Can you render the lines starting at the one containing "Kindly give the mask of every instance of the **green" and ending at the last line as a Markdown table with columns "No." and "Line", leaving out any blank lines?

╭──

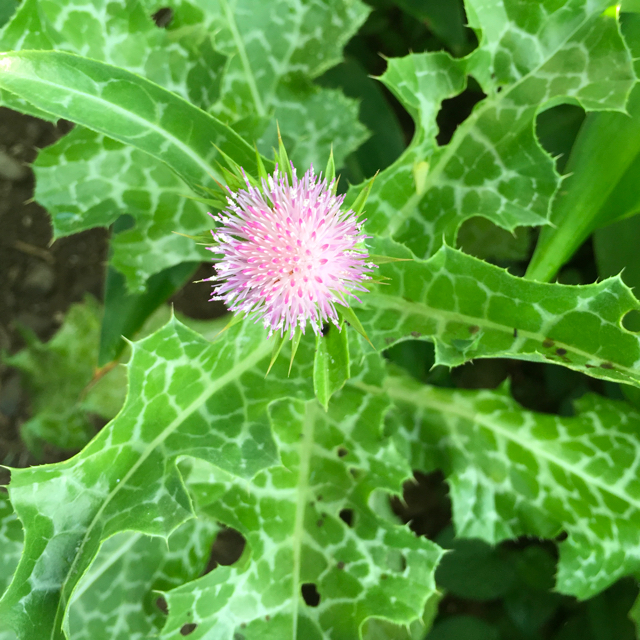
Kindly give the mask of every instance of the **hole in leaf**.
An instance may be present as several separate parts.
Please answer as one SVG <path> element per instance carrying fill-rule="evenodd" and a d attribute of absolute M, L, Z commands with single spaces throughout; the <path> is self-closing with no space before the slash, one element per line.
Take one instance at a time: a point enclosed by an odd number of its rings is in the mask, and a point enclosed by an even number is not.
<path fill-rule="evenodd" d="M 169 613 L 169 605 L 164 598 L 158 598 L 156 600 L 156 607 L 158 607 L 158 609 L 160 609 L 160 611 L 162 611 L 165 616 Z"/>
<path fill-rule="evenodd" d="M 160 29 L 166 29 L 169 23 L 173 20 L 173 9 L 170 7 L 162 7 L 158 9 L 151 18 L 156 23 L 156 26 Z"/>
<path fill-rule="evenodd" d="M 404 483 L 402 499 L 391 498 L 393 512 L 419 536 L 435 540 L 451 522 L 449 488 L 441 471 L 416 471 L 414 480 Z"/>
<path fill-rule="evenodd" d="M 627 331 L 638 333 L 640 331 L 640 311 L 632 309 L 622 316 L 622 326 Z"/>
<path fill-rule="evenodd" d="M 198 628 L 198 625 L 195 622 L 187 622 L 187 624 L 183 624 L 180 627 L 180 635 L 188 636 L 190 633 L 193 633 Z"/>
<path fill-rule="evenodd" d="M 391 571 L 404 573 L 407 568 L 407 559 L 398 549 L 389 549 L 387 552 L 387 566 Z"/>
<path fill-rule="evenodd" d="M 213 571 L 219 564 L 226 567 L 237 562 L 244 551 L 245 544 L 244 536 L 235 529 L 231 527 L 222 529 L 211 545 L 211 555 L 204 574 Z"/>
<path fill-rule="evenodd" d="M 340 519 L 348 527 L 353 527 L 353 521 L 354 521 L 353 509 L 342 509 L 338 515 L 340 516 Z"/>
<path fill-rule="evenodd" d="M 300 587 L 300 591 L 302 591 L 302 597 L 308 606 L 317 607 L 320 604 L 320 594 L 313 582 L 305 582 Z"/>
<path fill-rule="evenodd" d="M 442 109 L 437 115 L 438 144 L 449 144 L 458 126 L 471 115 L 473 107 L 486 97 L 479 85 L 474 82 L 470 83 L 461 94 L 443 100 Z"/>

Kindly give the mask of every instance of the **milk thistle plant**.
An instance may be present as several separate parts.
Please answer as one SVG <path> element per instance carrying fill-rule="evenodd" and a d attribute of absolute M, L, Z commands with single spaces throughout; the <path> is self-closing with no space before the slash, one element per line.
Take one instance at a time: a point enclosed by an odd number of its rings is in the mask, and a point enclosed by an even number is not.
<path fill-rule="evenodd" d="M 2 355 L 0 640 L 636 637 L 634 3 L 7 7 L 34 197 L 111 233 Z"/>
<path fill-rule="evenodd" d="M 362 282 L 375 265 L 367 262 L 363 222 L 341 209 L 335 178 L 310 168 L 298 179 L 291 165 L 259 187 L 245 181 L 246 188 L 229 189 L 228 208 L 216 217 L 211 251 L 222 258 L 212 300 L 253 315 L 269 335 L 293 338 L 307 324 L 320 334 L 327 322 L 340 328 L 336 304 L 348 307 L 350 296 L 360 302 L 353 292 L 367 291 Z"/>

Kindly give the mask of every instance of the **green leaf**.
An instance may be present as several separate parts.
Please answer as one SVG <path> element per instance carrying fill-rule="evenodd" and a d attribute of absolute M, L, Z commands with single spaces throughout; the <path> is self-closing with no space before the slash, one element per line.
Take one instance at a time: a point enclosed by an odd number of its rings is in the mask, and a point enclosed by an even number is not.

╰──

** RESULT BELOW **
| No. | Line |
|---|---|
| 1 | Kindly give the mask of every instance of the **green leaf**. |
| 2 | An instance may be present as several separate parts. |
| 3 | Please answer as one SVG <path> element per instance carrying fill-rule="evenodd" and a d attribute of absolute M, L, Z commands with single spaces throughout; the <path> is self-closing with no space before the slash, one element per line. |
| 4 | Take one instance at a time: a point enclosed by an odd number of its rings is in the mask, and a point enclosed by an even number is not. |